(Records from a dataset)
___

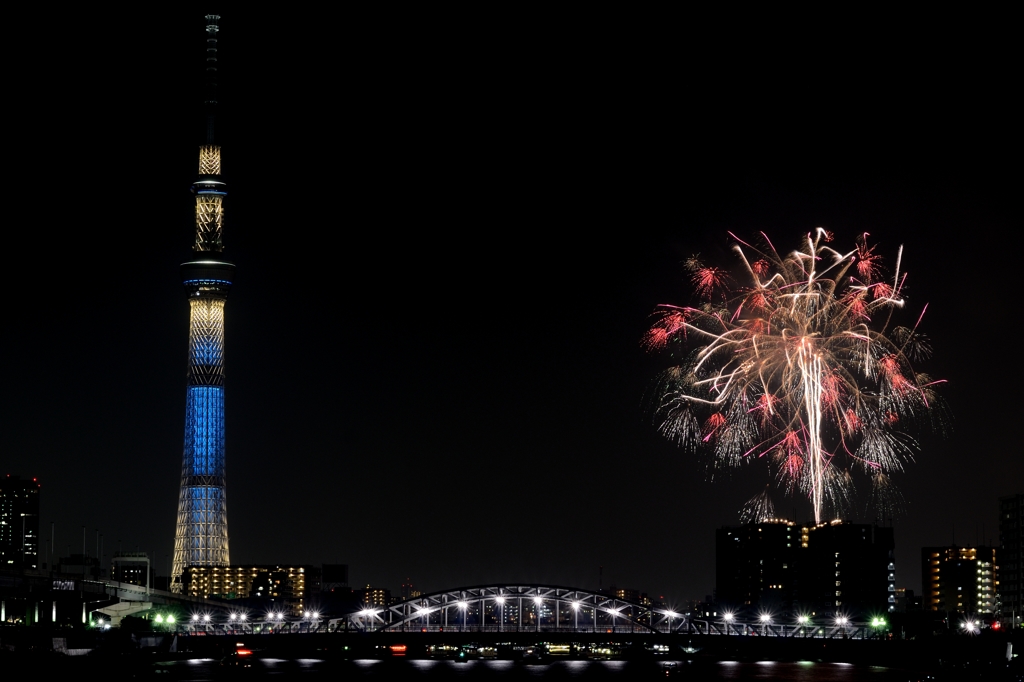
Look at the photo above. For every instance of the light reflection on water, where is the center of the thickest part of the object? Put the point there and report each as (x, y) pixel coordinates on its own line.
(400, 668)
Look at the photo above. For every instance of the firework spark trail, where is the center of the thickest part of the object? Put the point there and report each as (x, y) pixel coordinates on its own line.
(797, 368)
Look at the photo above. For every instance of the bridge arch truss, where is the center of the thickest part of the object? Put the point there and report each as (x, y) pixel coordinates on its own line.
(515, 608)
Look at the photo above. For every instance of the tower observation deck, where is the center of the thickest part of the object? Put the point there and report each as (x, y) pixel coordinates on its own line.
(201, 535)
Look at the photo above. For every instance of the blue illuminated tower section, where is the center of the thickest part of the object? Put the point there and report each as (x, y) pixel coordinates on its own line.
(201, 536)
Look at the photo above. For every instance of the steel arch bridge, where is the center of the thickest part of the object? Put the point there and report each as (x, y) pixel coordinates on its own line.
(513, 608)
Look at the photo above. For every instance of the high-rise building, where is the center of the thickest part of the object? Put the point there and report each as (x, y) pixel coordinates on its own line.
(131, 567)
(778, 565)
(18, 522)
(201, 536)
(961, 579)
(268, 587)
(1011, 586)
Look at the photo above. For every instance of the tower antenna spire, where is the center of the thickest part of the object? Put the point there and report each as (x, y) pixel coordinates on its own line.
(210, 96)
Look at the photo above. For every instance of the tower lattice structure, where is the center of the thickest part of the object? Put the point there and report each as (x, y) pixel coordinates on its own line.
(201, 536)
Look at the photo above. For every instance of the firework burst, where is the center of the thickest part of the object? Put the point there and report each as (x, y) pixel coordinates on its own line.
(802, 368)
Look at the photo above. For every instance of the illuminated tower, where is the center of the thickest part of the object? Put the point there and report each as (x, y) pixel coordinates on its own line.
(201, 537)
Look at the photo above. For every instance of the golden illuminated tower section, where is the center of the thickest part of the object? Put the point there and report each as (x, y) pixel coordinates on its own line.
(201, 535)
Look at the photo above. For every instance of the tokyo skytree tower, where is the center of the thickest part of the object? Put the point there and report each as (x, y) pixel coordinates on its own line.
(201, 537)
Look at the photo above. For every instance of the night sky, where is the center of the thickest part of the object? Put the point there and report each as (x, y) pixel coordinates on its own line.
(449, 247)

___

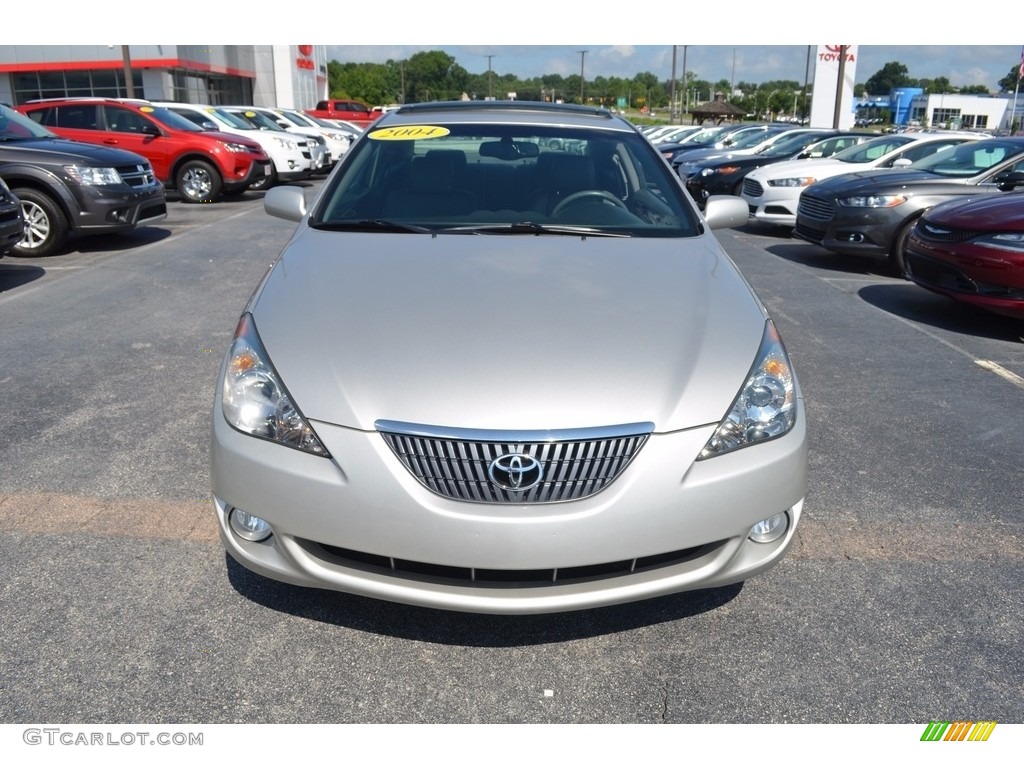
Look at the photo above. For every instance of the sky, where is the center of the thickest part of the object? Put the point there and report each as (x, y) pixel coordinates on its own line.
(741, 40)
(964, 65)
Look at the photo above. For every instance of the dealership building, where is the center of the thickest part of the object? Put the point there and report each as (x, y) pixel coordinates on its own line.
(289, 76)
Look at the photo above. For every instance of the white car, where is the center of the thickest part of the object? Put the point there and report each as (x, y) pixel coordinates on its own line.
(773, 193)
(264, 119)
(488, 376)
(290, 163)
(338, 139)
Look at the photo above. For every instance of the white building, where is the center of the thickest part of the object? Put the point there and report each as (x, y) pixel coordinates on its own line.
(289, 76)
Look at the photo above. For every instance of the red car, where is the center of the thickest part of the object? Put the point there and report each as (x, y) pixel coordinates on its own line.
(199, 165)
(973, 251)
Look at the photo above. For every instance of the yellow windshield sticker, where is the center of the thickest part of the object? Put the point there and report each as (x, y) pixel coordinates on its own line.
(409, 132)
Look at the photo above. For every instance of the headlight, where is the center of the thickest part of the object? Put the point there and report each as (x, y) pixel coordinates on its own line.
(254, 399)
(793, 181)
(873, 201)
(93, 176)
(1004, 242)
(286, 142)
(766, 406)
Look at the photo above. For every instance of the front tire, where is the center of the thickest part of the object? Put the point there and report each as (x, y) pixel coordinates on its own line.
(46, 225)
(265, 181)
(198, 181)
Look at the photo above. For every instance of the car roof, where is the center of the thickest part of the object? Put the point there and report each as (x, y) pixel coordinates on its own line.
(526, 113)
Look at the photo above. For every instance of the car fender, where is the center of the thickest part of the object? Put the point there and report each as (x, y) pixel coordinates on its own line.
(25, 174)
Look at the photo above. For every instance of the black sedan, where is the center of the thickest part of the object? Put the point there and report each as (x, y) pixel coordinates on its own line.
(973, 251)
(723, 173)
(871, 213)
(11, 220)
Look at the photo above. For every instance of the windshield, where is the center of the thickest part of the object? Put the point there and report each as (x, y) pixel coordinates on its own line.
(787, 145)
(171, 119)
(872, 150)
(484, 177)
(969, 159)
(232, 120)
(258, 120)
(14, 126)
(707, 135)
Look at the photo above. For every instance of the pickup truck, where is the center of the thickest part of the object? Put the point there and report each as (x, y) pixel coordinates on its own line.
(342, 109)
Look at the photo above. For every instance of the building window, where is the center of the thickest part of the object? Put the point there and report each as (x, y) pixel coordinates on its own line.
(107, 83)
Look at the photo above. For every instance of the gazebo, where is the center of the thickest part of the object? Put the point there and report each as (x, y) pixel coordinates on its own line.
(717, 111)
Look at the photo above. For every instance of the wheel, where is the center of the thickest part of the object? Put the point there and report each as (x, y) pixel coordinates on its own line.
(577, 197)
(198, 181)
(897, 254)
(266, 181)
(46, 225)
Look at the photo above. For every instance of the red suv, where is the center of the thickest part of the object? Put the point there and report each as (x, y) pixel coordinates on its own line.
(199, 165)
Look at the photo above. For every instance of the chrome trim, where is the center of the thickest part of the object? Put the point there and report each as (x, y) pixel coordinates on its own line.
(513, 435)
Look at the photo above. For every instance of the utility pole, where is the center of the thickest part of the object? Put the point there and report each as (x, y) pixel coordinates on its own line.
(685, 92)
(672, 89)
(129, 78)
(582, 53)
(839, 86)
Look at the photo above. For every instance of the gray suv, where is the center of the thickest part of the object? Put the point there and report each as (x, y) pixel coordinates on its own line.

___

** Directions for this task **
Collect every line above that contains the word "illuminated", and copy each one in full. Case counts.

** Answer below **
Look at the photo above. For every instance of the blue illuminated tower section, where is the center of the thickest part of the object? Put the point there and report each as (x, y) pixel coordinates on its own line.
Look at the photo above. For every instance of the illuminated tower, where is the center of the thickest part of the object? Put the point there and report each as (x, y) pixel coordinates on its own line.
Look at the photo above. For every instance of the golden illuminated tower section, where is the center of the thickest part of the object? Put the point there and report each as (x, y) pixel coordinates on its own line.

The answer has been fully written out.